Exercises to complete:
1. Please say whether each statement agrees with the herbarium text below: (a) the oldest surviving herbariums date back to the 16th century; (b) the herbarium siccum completely replaced the herbarium vivum; (c) early botanists collected only living plants, which they grew in a garden. For each, answer yes or no and quote the deciding words.
2. Continue the herbarium text below, starting after its last sentence.

Study text:

A herbarium is a collection of dried plant specimens that bear witness to the existence of plant species at different stages in their life cycles, in diverse locations on the planet, and at precise moments in human history. In this manner, each specimen possesses intrinsic heuristic and heritage values and cannot be replaced. The idea of collecting plants goes back to the first stumblings in botany. At that remote time, plants were primarily destined to be used for medicinal purposes. The botanists therefore only collected living plants which they cultivated in a garden: this was the herbarium vivum or living herbarium.

    With the coming of the sciences, an interest in vegetation began to develop that was beyond their strict medicinal usages. The number of known plants increased and their geographic origins diversified. Paralleling this, the number of species that were difficult to cultivate in their gardens increased. It therefore became more practical to press and dry the plants and mount them on paper in order to preserve them for a long time. Thus the herbarium siccum or dry herbarium was born. The practice of accumulating specimens and building facilities to preserve them became more widespread and herbariums were constructed in all of the centers where science was flourishing. The oldest herbariums, which were spared from wars, fires, insects, and other plagues, are found in Florence and Bologne in Italy, as well as in Leiden in the Netherlands. They date back to the 16th century.

    The herbarium siccum, despite its popularity, did not completely replace the herbarium vivum. Indeed, they have persisted up to the present in the form of botanical gardens which, while still playing an important scientific role, have had their original mission to heal diseases be replaced by one emphasizing their aesthetic value. Today, the term “herbarium” applies only to the herbarium siccum.

Provided data:
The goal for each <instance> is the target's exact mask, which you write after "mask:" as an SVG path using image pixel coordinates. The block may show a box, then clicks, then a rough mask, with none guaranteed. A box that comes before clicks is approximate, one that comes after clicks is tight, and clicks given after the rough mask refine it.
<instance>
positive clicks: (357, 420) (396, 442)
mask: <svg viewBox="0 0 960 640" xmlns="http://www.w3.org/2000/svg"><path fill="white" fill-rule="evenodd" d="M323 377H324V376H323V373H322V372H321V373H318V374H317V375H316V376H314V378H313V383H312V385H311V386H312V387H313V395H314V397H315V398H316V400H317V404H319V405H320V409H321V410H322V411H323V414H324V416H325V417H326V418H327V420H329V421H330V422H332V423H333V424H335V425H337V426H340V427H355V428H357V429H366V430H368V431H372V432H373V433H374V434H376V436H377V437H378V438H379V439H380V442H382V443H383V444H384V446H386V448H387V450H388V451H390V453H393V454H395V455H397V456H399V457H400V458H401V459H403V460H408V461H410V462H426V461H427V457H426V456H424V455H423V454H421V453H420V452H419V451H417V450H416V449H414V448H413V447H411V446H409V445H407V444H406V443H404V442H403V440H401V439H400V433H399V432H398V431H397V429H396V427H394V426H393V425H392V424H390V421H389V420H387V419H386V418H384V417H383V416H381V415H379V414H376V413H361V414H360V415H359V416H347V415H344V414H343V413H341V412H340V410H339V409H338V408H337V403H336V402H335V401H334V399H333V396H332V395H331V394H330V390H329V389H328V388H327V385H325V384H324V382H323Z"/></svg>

Answers to the exercises:
1.
(a) Yes: "They date back to the 16th century."
(b) No: "The herbarium siccum, despite its popularity, did not completely replace the herbarium vivum."
(c) Yes: "The botanists therefore only collected living plants which they cultivated in a garden"

2.
    A herbarium specimen is above all a witness to the existence of a plant species at a specific location at a given moment of time. In regards to the profound natural and anthropogenic modifications which have occurred and are still occurring to the vegetation cover of our planet, herbariums are extremely important places of scientific and cultural heritage. Herbariums constitute an important part of our “vegetation memory”. The other part of this memory is preserved in published scientific works.

    In addition to their heritage value, herbariums are important teaching and research tools for several disciplines including botany, taxonomy, phylogeny, ecology, and biogeography. In order to play an essential role in these domains, a herbarium must possess three fundamental characteristics: it must assemble the greatest number of species possible, include all of the ontogenical development stages for each species, and contain a large number of specimens for each species.

    A herbarium is firstly a place to preserve the diverse vegetation of a given region and secondly a tool to identify plants, at any stage of development, by comparing them with the specimens in the collection. The latter is certainly the most common usage of herbariums, as it is this fundamental starting point in plant knowledge that attracts amateurs, students, professors, and professionals in the plant sciences to herbaria.